- [Work task]
Please restate word for word only the lines that start at the one containing "Annotate the woven" and continue to the final line of the material.

- [Data records]

◇ ◇ ◇ ◇

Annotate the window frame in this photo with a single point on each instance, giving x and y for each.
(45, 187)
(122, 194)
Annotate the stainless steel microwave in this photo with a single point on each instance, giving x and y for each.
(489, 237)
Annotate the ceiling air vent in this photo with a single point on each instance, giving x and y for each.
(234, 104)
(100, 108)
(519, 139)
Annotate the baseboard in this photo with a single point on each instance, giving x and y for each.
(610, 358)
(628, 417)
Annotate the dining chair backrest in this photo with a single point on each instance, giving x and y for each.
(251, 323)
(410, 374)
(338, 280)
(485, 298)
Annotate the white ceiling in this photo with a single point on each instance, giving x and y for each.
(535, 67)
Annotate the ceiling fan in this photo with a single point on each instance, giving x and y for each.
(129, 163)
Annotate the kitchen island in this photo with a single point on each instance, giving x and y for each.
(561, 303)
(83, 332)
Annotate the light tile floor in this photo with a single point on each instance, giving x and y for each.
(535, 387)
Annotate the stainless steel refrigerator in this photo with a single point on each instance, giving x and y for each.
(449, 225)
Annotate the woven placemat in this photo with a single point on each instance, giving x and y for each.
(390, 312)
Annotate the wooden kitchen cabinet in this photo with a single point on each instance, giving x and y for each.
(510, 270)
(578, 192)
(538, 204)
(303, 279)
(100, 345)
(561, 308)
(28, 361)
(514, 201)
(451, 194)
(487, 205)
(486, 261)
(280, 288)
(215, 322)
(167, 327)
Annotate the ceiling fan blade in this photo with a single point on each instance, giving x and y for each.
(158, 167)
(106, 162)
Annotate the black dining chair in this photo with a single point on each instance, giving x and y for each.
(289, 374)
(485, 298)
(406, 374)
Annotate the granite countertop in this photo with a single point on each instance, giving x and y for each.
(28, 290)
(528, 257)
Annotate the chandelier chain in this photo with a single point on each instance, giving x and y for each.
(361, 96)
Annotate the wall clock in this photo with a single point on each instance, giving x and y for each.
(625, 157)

◇ ◇ ◇ ◇

- [Output of the exercise]
Annotate the woven placemat in this photo with a single point on each instance, giving x and y for each.
(390, 312)
Annotate the wooden kitchen cabinet in this photo with a single point on each instance, giving x and y for each.
(510, 270)
(578, 192)
(538, 204)
(303, 279)
(100, 345)
(561, 308)
(28, 361)
(514, 201)
(451, 194)
(487, 205)
(486, 261)
(280, 288)
(215, 322)
(167, 327)
Annotate the ceiling fan blade in this photo with a single point on each instance, giving x and y for each.
(158, 167)
(106, 162)
Annotate the black dining chair in this photo with a single point on each instance, giving x and y for each.
(289, 374)
(485, 298)
(406, 374)
Annotate the granite countertop in this photo with a single point on each instance, giving x and y for each.
(28, 290)
(528, 257)
Annotate the chandelier chain in this photo with a single point on each instance, giving x and y for each.
(361, 96)
Annotate the wall clock in this photo with a single point on each instance, giving x and y for each.
(625, 157)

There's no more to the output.